■ ТЕКСТ ДЛЯ ЧТЕНИЯ
Один из лучших в то время серийных советских истребителей – И-5 Н.Н. Поликарпова и Д.П. Григоровича "давал" меньше 300 километров в час и пробыл на вооружении Красной Армии около десяти лет. Примерно такими же были тогда и лучшие иностранные истребители, строившиеся серийно. Опытный И-8 А.Н. Туполева в конце 1930 года показал рекордную скорость – 303 километра в час, но так и остался опытным, на вооружение не попал. До 1933 года график изменения максимальных скоростей истребителей получается такой: в первое время после гражданской войны скорость росла, и значительно (за три года без малого на 100 километров в час), а потом почти на десятилетнем участке график идет, можно считать, горизонтально. Повышается, но настолько медленно, что нетрудно представить себе, с какими муками доставались тогда конструкторам каждые 10-15 километров в час. Пять лет, с 1925 по 1930 год, – никакого прироста. В 1930 году – чуточный прирост, еле заметный, и опять остановка на два года. В 1932 году – еще километров 15-20…
' Такие временные задержки развития обычны в мировой науке и технике, когда периоды молодости открытий и изобретений, ускоренного движения вперед сменяются периодами замедлений. Потом вновь наступают ускорения, появляются очередные идеи, ломаются привычные представления.
Все это известно, все это верно. Но здесь остановилось развитие главного качества принципиально самого скоростного транспорта – перестала расти его скорость. Можно ли было долго такое терпеть? Причем к началу 30-х годов мнение авиационных тактиков о скорости изменилось, тем более о скорости истребителя. Как же ее увеличить, быстро и существенно? На этот вопрос авиационная наука по-прежнему ответа не давала. Авиационная – не давала, а военная наука в конце 1933 года категорически потребовала: скорость истребителей в ближайшем будущем поднять до 450 километров в час…
Когда конструкторские бюро и НИИ авиапромышленности получили это официальное требование, в Управлении ВВС зазвонили телефоны: уж не машинистка ли там напутала, не стукнула ли наманикюренным пальчиком по четверке вместо тройки?
Но управление стояло на своем: 450! Есть сведения, что наиболее вероятный противник уже приступил к решению этой задачи.

Записанные данные
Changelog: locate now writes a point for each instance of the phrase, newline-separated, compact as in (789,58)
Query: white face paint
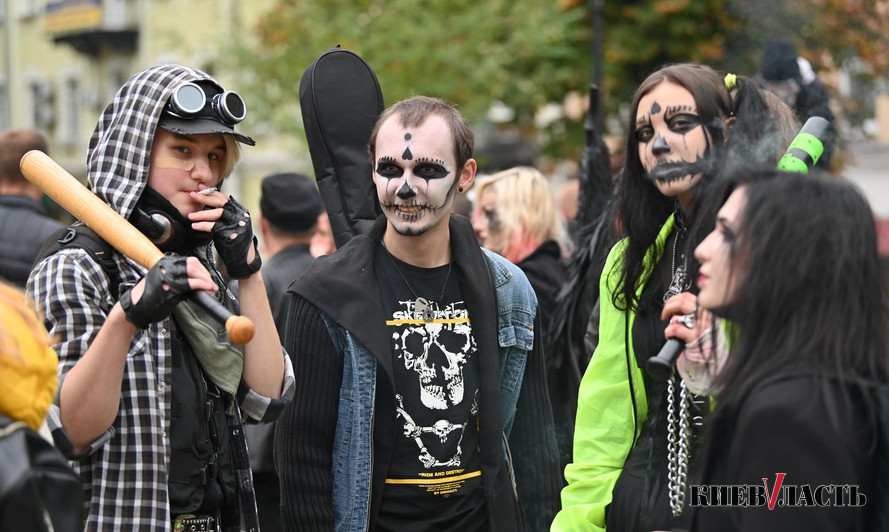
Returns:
(415,174)
(672,140)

■ ЗАДАНИЕ
Обнови отрывок текста о скорости истребителей, начиная со слов «Все это известно, все» и заканчивая словами «четверке вместо тройки?», заменив «машинистка» на «секретарша». Эти записи для работы не понадобятся.

■ ОЖИДАЕМЫЙ ОТВЕТ
Все это известно, все это верно. Но здесь остановилось развитие главного качества принципиально самого скоростного транспорта – перестала расти его скорость. Можно ли было долго такое терпеть? Причем к началу 30-х годов мнение авиационных тактиков о скорости изменилось, тем более о скорости истребителя. Как же ее увеличить, быстро и существенно? На этот вопрос авиационная наука по-прежнему ответа не давала. Авиационная – не давала, а военная наука в конце 1933 года категорически потребовала: скорость истребителей в ближайшем будущем поднять до 450 километров в час…
Когда конструкторские бюро и НИИ авиапромышленности получили это официальное требование, в Управлении ВВС зазвонили телефоны: уж не секретарша ли там напутала, не стукнула ли наманикюренным пальчиком по четверке вместо тройки?